Display each line of the records below that contains the string "before". Treat the match as case-sensitive.
━━━━━ EXCERPTED DATA
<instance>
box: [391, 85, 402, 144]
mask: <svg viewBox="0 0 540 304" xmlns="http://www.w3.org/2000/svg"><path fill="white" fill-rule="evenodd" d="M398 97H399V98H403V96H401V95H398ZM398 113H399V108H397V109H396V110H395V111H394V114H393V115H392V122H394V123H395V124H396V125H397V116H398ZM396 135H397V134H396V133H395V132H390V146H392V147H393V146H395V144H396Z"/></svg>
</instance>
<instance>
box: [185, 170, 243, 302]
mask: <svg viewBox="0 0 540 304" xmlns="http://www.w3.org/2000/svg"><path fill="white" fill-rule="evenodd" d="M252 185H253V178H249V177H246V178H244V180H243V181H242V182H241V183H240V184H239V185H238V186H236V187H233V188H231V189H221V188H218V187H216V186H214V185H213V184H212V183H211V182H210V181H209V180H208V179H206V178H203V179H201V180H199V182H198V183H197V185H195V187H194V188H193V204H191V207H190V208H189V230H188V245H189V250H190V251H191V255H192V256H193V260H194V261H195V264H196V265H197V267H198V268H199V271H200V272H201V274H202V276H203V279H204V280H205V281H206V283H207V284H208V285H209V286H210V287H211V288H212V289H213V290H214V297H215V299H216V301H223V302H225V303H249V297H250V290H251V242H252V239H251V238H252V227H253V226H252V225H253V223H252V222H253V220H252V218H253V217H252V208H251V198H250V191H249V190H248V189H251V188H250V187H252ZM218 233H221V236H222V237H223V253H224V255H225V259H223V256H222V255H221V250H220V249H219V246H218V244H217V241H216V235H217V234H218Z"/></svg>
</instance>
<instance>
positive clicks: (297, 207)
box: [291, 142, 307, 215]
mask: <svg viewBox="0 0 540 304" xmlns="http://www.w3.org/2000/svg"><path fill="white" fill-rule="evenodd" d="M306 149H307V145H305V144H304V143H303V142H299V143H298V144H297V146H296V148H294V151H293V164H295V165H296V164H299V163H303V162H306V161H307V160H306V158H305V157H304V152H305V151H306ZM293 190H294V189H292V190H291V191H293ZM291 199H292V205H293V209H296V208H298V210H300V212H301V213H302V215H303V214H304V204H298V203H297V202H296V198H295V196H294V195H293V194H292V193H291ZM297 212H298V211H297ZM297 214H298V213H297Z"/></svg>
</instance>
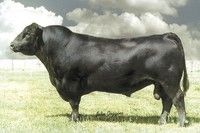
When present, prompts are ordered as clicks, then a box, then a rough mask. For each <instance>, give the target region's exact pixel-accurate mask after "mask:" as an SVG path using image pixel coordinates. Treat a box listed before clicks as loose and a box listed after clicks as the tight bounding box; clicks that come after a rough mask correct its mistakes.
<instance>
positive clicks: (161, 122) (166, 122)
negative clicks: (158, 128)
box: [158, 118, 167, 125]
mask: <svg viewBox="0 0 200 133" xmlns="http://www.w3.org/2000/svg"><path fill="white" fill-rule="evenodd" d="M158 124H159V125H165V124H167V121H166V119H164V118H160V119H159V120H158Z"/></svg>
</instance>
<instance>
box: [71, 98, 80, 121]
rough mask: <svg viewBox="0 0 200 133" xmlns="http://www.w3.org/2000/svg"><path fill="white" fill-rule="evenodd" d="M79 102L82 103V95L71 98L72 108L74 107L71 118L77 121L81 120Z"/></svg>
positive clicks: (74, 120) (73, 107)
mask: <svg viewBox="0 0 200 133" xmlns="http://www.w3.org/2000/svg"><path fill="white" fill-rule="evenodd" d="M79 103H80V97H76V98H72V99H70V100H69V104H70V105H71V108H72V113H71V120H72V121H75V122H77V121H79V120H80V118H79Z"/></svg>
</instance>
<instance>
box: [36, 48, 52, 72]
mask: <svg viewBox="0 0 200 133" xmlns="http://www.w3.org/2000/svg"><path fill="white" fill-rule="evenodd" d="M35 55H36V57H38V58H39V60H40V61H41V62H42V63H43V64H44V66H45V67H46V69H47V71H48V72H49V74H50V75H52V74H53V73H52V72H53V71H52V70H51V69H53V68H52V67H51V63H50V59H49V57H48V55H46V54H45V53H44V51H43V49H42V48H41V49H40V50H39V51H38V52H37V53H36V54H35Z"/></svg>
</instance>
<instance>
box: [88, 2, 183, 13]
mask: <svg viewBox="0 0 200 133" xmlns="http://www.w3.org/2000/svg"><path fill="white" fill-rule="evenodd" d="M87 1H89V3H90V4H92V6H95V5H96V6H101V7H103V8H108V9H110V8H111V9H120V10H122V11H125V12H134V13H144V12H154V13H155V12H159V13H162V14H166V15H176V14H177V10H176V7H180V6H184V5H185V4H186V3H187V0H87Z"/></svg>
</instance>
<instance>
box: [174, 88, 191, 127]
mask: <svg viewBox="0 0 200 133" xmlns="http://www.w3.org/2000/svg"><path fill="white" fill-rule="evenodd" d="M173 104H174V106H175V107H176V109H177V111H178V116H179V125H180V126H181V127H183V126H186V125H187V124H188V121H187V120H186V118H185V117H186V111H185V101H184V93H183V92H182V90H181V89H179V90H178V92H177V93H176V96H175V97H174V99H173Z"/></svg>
━━━━━━━━━━
━━━━━ EXCERPTED DATA
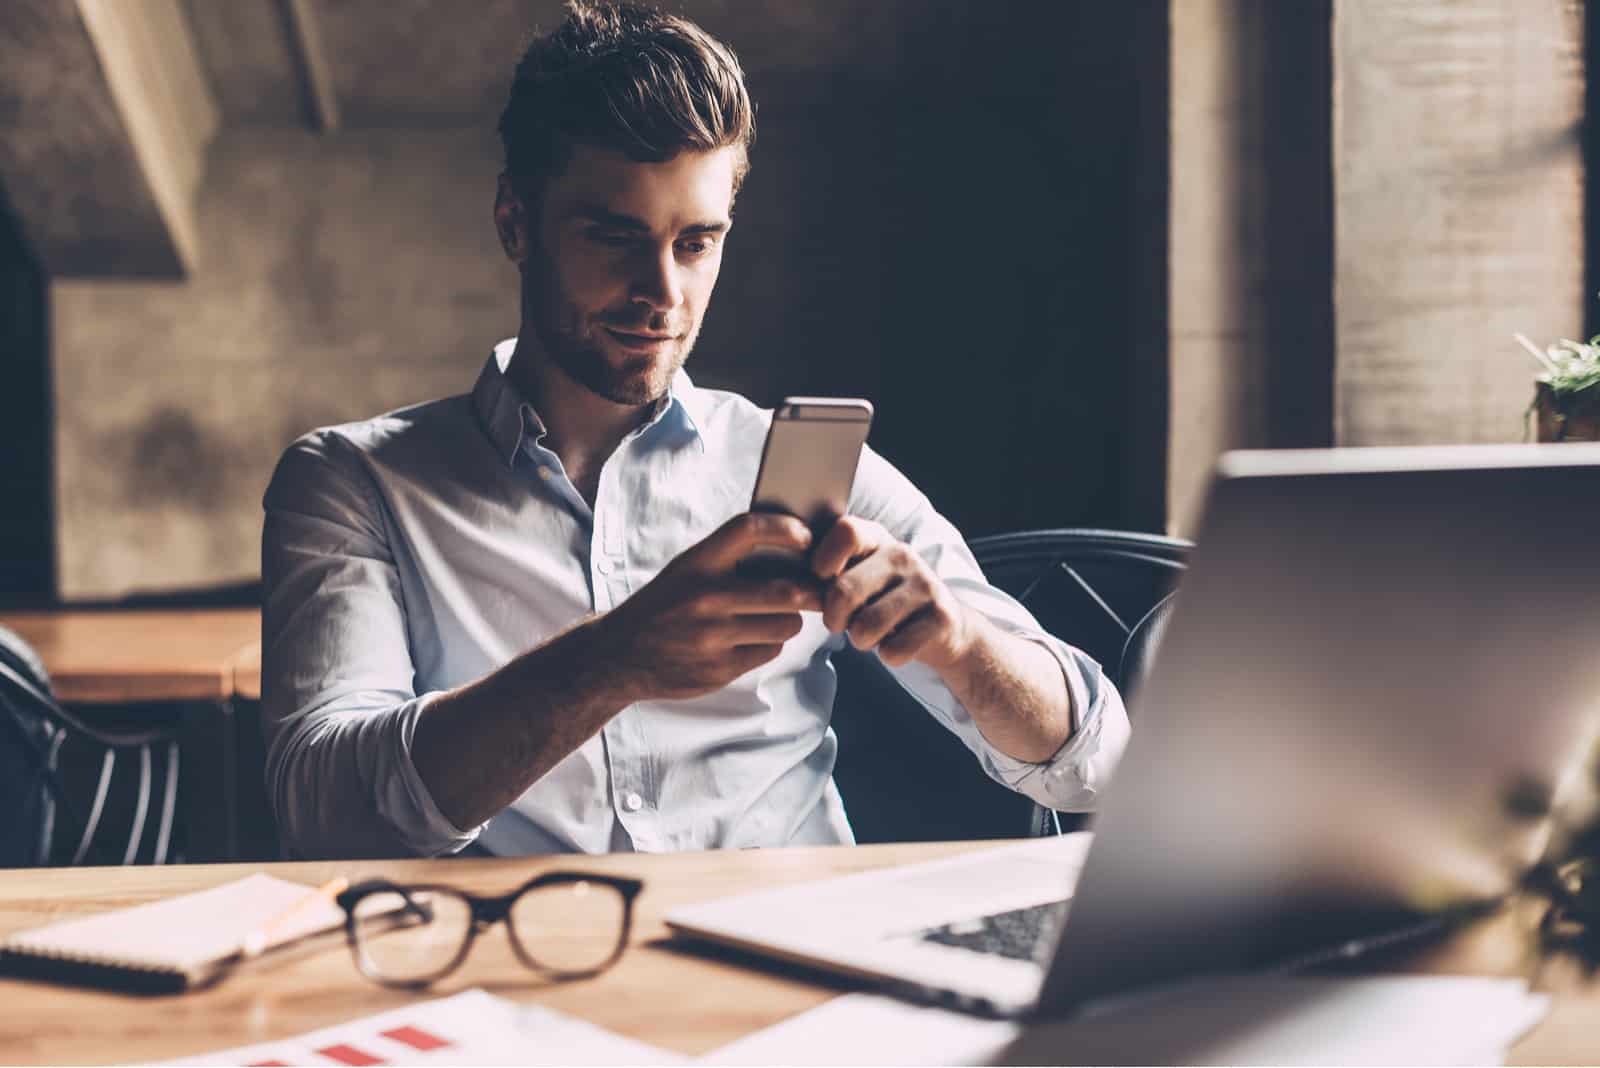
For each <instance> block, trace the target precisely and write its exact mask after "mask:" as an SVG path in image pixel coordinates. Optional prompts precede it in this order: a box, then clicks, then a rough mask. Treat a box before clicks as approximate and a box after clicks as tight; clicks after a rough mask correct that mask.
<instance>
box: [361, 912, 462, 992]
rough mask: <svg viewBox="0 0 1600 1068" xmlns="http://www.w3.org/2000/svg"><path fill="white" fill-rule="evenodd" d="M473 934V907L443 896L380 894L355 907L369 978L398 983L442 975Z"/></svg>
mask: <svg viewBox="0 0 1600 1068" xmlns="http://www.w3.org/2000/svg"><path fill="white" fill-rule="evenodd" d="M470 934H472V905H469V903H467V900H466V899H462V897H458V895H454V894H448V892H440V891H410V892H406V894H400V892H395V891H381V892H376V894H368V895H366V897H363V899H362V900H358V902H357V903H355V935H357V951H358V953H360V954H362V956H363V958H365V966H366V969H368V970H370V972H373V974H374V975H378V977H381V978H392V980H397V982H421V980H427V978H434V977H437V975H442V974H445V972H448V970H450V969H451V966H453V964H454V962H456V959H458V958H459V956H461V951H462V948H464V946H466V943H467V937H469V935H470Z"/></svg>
━━━━━━━━━━
━━━━━ EXCERPTED DATA
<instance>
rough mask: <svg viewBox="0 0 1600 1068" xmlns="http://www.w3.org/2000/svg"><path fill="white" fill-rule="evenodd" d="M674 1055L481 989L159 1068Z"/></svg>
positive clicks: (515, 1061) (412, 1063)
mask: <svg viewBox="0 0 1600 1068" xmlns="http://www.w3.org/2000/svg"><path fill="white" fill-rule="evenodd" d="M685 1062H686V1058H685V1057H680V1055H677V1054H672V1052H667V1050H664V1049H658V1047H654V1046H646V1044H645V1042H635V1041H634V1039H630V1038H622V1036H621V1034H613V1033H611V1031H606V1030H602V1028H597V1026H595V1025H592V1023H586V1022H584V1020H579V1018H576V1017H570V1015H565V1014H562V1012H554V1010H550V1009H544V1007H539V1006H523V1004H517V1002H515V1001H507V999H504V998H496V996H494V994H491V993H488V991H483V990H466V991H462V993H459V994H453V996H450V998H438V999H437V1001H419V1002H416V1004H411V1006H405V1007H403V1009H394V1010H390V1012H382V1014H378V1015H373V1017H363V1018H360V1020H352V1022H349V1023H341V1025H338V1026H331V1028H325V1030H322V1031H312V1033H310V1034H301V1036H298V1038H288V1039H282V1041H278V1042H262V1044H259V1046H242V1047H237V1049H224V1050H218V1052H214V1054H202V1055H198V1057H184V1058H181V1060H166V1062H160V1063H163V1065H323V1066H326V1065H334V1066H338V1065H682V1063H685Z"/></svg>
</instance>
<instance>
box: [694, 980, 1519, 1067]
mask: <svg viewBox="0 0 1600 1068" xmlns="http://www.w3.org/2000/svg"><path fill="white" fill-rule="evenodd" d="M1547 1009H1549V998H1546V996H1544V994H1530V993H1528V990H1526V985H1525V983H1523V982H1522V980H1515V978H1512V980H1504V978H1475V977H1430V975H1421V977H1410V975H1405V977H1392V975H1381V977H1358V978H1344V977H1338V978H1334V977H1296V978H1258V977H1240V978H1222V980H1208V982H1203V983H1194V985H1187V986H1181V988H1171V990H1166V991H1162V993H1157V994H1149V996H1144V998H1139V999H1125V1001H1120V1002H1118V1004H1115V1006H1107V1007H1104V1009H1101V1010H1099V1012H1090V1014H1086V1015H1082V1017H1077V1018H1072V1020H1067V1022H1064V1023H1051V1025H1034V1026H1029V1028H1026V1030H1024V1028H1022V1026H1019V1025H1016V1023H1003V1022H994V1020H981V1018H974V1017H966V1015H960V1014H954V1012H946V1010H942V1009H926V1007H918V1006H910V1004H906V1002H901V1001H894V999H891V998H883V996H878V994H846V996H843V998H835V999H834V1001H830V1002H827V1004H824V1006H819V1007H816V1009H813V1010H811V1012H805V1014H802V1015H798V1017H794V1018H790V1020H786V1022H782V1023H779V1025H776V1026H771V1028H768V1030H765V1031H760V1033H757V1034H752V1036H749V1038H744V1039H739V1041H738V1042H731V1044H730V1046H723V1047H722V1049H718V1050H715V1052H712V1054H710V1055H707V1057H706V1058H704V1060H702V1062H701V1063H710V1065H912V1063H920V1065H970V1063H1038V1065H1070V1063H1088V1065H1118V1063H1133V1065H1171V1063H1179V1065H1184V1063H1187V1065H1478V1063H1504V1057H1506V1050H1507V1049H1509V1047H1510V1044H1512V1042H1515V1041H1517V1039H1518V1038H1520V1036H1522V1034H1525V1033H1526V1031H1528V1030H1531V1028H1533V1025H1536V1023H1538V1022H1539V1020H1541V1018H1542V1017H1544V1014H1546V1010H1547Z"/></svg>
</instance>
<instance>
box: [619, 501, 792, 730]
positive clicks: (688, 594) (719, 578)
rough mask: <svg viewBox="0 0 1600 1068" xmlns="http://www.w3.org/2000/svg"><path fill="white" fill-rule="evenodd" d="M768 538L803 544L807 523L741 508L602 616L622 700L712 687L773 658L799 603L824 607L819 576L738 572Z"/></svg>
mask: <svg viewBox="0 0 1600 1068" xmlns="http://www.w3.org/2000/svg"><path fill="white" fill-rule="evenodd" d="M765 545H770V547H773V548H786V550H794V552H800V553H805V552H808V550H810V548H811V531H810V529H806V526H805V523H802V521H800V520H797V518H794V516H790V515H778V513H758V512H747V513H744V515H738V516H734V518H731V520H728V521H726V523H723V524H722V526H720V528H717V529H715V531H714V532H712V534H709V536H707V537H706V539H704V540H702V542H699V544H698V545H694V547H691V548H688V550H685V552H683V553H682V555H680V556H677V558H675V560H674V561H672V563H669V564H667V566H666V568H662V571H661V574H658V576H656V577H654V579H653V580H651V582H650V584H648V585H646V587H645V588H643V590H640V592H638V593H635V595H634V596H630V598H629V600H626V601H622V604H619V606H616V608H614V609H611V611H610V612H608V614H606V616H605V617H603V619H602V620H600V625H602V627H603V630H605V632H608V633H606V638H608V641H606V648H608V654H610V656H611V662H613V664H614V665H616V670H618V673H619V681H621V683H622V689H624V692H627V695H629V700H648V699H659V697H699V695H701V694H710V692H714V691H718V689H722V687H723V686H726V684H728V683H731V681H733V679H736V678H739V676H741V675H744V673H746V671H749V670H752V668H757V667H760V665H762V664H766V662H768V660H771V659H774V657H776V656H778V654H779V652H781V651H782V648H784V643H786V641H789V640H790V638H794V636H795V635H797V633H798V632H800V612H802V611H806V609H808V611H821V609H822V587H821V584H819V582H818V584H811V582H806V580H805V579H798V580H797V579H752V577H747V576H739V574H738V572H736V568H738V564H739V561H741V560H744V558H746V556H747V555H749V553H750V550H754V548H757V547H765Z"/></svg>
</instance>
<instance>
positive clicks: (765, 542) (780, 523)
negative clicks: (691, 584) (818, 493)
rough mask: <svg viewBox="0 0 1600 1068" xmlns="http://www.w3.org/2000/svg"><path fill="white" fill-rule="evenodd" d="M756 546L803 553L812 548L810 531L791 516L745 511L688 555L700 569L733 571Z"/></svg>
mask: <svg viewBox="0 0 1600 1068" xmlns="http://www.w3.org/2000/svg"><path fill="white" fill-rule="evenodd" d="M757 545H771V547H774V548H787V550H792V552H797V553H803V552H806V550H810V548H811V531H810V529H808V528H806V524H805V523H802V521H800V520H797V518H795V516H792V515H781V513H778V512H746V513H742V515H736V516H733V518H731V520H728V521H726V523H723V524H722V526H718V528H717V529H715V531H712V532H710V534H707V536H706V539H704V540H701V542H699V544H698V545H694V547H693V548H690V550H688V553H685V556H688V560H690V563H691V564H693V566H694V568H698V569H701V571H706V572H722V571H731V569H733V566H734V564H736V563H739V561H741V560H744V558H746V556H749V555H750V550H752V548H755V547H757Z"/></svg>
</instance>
━━━━━━━━━━
** ANSWER SPACE **
When present, prompts are ordered as clicks, then a box, then a rough mask. For each <instance>, give the target region's exact pixel-accurate mask after "mask:" as an SVG path using image pixel coordinates. Treat a box listed before clicks as loose and a box listed after clicks as the tight bounding box; clicks that come after a rough mask correct its mistakes.
For each <instance> block, trace the target precisely and write its exact mask after "mask:" as an SVG path in image pixel coordinates. Optional prompts precede it in this order: a box, then clicks, then a rough mask. Treat a box before clicks as approximate and a box after clicks as tight; clicks after a rough mask correct that mask.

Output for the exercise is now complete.